§ Reading passage
start
(Pocket-lint) - Pentax's Optio H90 combines minimalist "functional beauty" with a 12.1-megapixel sensor, 5x wide-zoom lens, HD Movies and advanced auto tracking AF and a Face AF system able to "see" up to 32 faces.

The H90 we tested was the white and silver liveried model, with a black back panel adding neat contrast to the smart ensemble, the slender lines and urbane character of the camera making it attractive indeed. The body has an aluminium alloy upper front section into which are embedded two, flush-fitting top plate buttons.

These are the on/off and shutter buttons; while the white and silver face is punctuated by contrasting matte black lens surround and black lens barrel, making a neat-looking counterpoint to the pristine white. A small self timer lamp and a tiny flash unit, a flash that's really only good as a fill-in given its 0.15m to 2.4m range using ISO Auto mode, are the only other items to sully the otherwise clean face of the H90.

The back is dominated by the camera's 2.7-inch screen that's actually rather good to use which is handy given the fact the camera lacks an optical viewfinder, however the viewing angle, while decent, is still not as wide as we'd like. Controls include a small lens zoom rocker switch which can move the 28 to 140mm 5x optical zoom from wide to tele end very quickly, in around a second.

Playback, Face AF, Menu and Green mode buttons surround a central four-way jog button and its central OK button. The Green button can be set to control a range of options (one at a time) such as white balance or sensitivity, to quickly get at oft-used modes, but it's limited and other controls are left deeper within menus, which is not as user friendly as it could be.
end
§ Record list
start
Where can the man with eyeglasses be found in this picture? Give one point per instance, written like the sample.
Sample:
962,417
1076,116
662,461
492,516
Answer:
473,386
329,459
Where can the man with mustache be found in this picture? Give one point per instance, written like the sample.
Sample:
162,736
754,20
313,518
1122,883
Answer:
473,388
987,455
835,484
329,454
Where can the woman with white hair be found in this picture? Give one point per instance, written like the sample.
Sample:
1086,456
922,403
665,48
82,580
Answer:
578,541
end
§ Description of the task
Reproduce the passage of the Optio H90 review between "The H90 we tested" and "of the H90.", inclusive.

§ Solution to the problem
The H90 we tested was the white and silver liveried model, with a black back panel adding neat contrast to the smart ensemble, the slender lines and urbane character of the camera making it attractive indeed. The body has an aluminium alloy upper front section into which are embedded two, flush-fitting top plate buttons.

These are the on/off and shutter buttons; while the white and silver face is punctuated by contrasting matte black lens surround and black lens barrel, making a neat-looking counterpoint to the pristine white. A small self timer lamp and a tiny flash unit, a flash that's really only good as a fill-in given its 0.15m to 2.4m range using ISO Auto mode, are the only other items to sully the otherwise clean face of the H90.